* [Job] From the post on traits and lifetimes in Rust below, reproduce everything from "Check out the" down to "a temporal trait.", word for word.

[START Excerpted passage]

A Brief Exploration of Traits and Lifetimes in Rust

2024-12-21

In this post, I'll show how traits and lifetimes serve similar purposes to concepts like interfaces in OOP, but with some important differences.

Programming Rust

Contents

As I mentioned in my previous post, taking some time to play with C++ opened my eyes to the reasoning behind various design choices in Rust. The experience left me with a clearer view of what problems Rust aims to solve. In this post, I'll explore one of these concepts, showing how traits and lifetimes serve similar purposes to concepts like interfaces in OOP, but with some important differences.

Project Overview

We are going to explore these important Rust concepts through the lens of a Time Traveller's Library application. As you may already know, a lot of humanity's written knowledge has been lost over the ages. Our application does exactly what the name suggests - it allows a time traveller to check out any book throughout history. However, there's one caveat - a book can only be checked out during the time period in which it existed. For example, a text that was destroyed during The Great Fire that ravaged the Library of Alexandria cannot be checked out today, or can a book be checked out before it was authored.

Check out the GitHub repo for the full code.

Generics and Traits

In many libraries, not every book can be checked out. Some books have this trait of being borrowable, while others do not. All books, however, exist across time and thus have a temporal trait.

My first instinct when I read Chapter 10 of The Book was that traits sounded awfully like interfaces. There are some similarities, but the devil is in the details, and those details make a difference.

A trait is a behaviour. They are deeply intertwined with generics, allowing us to place bounds on what types a generic function can accept.

For example:

struct GenericTimeLibrary<T> {
	texts: Vec<T>,
}

struct Book {
    title: String,
    author: String
}

struct Scroll {
    title: String,
    author: String
}

The GenericTimeLibrary struct takes a generic parameter, T. This T can be anything - we've not put any constraints on what it can be. That means the texts field of the GenericTimeLibrary will accept any type.

[END Excerpted passage]
[START Provided information]

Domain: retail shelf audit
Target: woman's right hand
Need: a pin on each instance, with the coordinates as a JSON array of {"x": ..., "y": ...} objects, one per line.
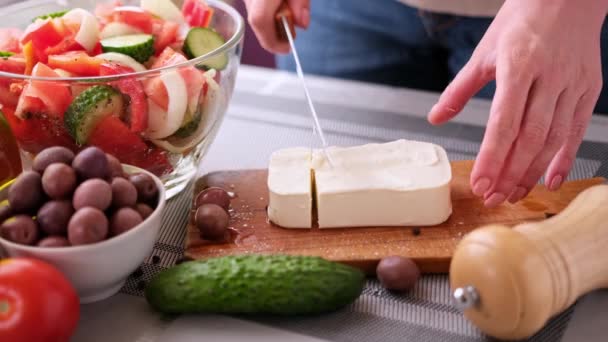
[{"x": 261, "y": 17}]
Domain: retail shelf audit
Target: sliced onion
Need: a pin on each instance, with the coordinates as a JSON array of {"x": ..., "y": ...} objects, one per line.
[
  {"x": 88, "y": 34},
  {"x": 115, "y": 29},
  {"x": 164, "y": 9},
  {"x": 161, "y": 124},
  {"x": 211, "y": 118},
  {"x": 122, "y": 59}
]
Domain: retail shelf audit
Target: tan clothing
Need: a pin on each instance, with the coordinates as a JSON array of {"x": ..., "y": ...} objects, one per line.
[{"x": 474, "y": 8}]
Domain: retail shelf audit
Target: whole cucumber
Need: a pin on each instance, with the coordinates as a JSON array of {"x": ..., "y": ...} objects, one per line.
[{"x": 250, "y": 284}]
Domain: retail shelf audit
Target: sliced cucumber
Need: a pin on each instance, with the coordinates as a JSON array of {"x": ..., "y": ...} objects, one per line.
[
  {"x": 200, "y": 41},
  {"x": 122, "y": 59},
  {"x": 138, "y": 46},
  {"x": 51, "y": 15},
  {"x": 164, "y": 9},
  {"x": 90, "y": 107}
]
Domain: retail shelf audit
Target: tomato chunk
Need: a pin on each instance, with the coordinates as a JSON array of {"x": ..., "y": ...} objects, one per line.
[
  {"x": 197, "y": 13},
  {"x": 77, "y": 62},
  {"x": 135, "y": 17},
  {"x": 9, "y": 39},
  {"x": 114, "y": 137},
  {"x": 130, "y": 86}
]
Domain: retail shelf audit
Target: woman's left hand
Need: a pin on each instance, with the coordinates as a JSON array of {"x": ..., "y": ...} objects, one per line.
[{"x": 545, "y": 58}]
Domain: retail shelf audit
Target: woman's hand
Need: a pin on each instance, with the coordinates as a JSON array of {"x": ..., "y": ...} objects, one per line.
[
  {"x": 545, "y": 58},
  {"x": 261, "y": 17}
]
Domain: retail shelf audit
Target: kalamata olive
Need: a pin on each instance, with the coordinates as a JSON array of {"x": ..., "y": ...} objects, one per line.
[
  {"x": 115, "y": 167},
  {"x": 212, "y": 221},
  {"x": 54, "y": 241},
  {"x": 144, "y": 210},
  {"x": 213, "y": 195},
  {"x": 59, "y": 181},
  {"x": 397, "y": 273},
  {"x": 26, "y": 194},
  {"x": 146, "y": 188},
  {"x": 51, "y": 155},
  {"x": 54, "y": 216},
  {"x": 124, "y": 219},
  {"x": 20, "y": 229},
  {"x": 5, "y": 212},
  {"x": 94, "y": 193},
  {"x": 91, "y": 163},
  {"x": 88, "y": 225},
  {"x": 124, "y": 193}
]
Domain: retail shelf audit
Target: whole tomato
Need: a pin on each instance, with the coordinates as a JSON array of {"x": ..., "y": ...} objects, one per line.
[{"x": 37, "y": 303}]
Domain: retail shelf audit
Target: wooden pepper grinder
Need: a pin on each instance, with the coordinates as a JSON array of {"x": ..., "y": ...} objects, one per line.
[{"x": 510, "y": 282}]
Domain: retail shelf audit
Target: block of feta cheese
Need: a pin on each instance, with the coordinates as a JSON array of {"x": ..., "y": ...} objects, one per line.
[
  {"x": 290, "y": 188},
  {"x": 399, "y": 183}
]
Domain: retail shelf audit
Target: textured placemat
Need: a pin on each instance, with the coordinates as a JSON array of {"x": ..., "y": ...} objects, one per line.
[{"x": 259, "y": 124}]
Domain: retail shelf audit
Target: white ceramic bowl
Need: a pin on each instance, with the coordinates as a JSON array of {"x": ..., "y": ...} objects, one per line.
[{"x": 98, "y": 271}]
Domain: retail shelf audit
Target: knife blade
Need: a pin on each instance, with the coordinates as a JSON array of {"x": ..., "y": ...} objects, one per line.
[{"x": 287, "y": 31}]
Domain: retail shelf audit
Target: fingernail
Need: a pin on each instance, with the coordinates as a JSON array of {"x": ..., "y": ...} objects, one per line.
[
  {"x": 556, "y": 183},
  {"x": 518, "y": 194},
  {"x": 305, "y": 17},
  {"x": 495, "y": 200},
  {"x": 481, "y": 186}
]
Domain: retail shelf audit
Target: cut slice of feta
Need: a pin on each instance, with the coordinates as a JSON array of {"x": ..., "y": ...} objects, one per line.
[
  {"x": 290, "y": 188},
  {"x": 400, "y": 183}
]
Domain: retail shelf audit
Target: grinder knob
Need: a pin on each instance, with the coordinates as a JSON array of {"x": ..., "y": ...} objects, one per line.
[{"x": 511, "y": 281}]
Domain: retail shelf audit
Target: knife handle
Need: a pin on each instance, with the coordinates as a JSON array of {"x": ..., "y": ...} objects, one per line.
[
  {"x": 526, "y": 275},
  {"x": 284, "y": 10}
]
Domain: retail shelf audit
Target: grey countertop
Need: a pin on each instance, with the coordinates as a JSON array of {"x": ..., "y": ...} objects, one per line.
[{"x": 268, "y": 112}]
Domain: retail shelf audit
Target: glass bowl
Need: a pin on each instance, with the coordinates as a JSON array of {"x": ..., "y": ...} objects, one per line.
[{"x": 196, "y": 97}]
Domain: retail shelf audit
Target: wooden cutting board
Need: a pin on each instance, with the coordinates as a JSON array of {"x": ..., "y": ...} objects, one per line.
[{"x": 430, "y": 247}]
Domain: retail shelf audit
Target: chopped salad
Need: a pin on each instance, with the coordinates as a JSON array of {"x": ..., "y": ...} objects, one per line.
[{"x": 139, "y": 119}]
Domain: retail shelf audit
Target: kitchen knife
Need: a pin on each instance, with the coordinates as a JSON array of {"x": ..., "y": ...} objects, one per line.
[{"x": 286, "y": 31}]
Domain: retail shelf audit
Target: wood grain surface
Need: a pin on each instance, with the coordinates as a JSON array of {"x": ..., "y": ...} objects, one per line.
[{"x": 430, "y": 247}]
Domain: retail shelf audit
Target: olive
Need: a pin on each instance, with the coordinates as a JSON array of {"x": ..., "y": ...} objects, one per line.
[
  {"x": 124, "y": 219},
  {"x": 94, "y": 193},
  {"x": 115, "y": 167},
  {"x": 88, "y": 225},
  {"x": 59, "y": 181},
  {"x": 54, "y": 216},
  {"x": 20, "y": 229},
  {"x": 54, "y": 241},
  {"x": 51, "y": 155},
  {"x": 212, "y": 221},
  {"x": 91, "y": 163},
  {"x": 26, "y": 194},
  {"x": 144, "y": 210},
  {"x": 397, "y": 273},
  {"x": 146, "y": 187},
  {"x": 5, "y": 212},
  {"x": 124, "y": 193},
  {"x": 213, "y": 195}
]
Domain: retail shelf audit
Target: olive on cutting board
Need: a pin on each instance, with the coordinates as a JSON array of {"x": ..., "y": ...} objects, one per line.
[
  {"x": 213, "y": 195},
  {"x": 397, "y": 273},
  {"x": 212, "y": 221}
]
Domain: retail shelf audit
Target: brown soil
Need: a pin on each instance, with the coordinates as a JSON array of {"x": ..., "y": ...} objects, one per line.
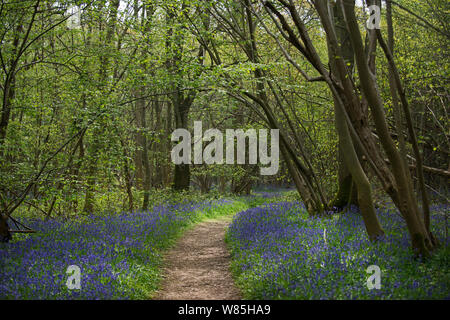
[{"x": 198, "y": 267}]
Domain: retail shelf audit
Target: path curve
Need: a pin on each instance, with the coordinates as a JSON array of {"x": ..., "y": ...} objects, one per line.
[{"x": 198, "y": 266}]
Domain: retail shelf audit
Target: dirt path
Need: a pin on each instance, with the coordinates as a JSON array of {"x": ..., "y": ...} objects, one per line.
[{"x": 198, "y": 267}]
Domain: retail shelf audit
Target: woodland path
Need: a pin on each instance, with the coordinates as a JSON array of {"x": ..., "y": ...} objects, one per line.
[{"x": 198, "y": 266}]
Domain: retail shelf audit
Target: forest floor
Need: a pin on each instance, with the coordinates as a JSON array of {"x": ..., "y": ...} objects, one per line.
[{"x": 198, "y": 266}]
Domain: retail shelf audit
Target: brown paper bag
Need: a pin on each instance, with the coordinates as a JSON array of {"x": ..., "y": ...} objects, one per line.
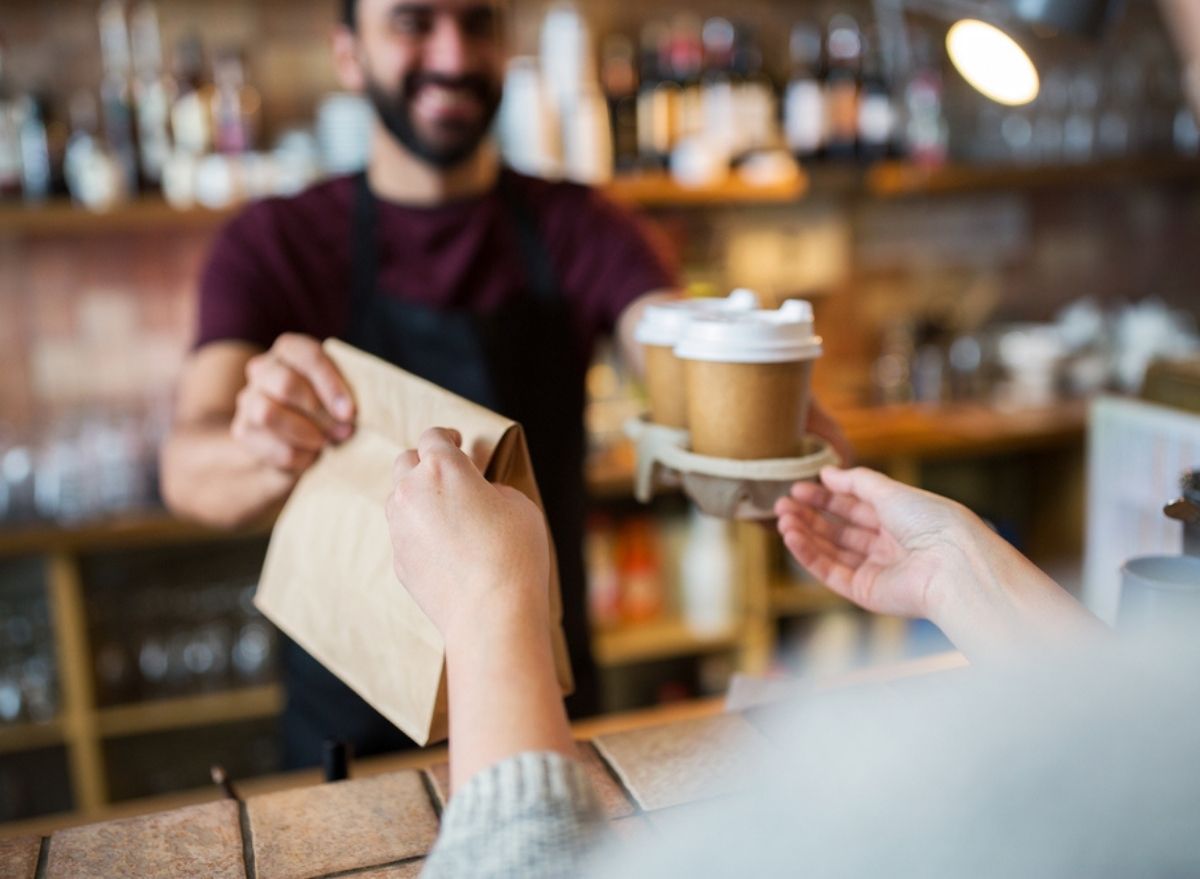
[{"x": 328, "y": 581}]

[END Provided information]

* [Result for this exercise]
Check out the GitHub repo for the full code.

Generics and Traits

In many libraries, not every book can be checked out. Some books have this trait of being borrowable, while others do not. All books, however, exist across time and thus have a temporal trait.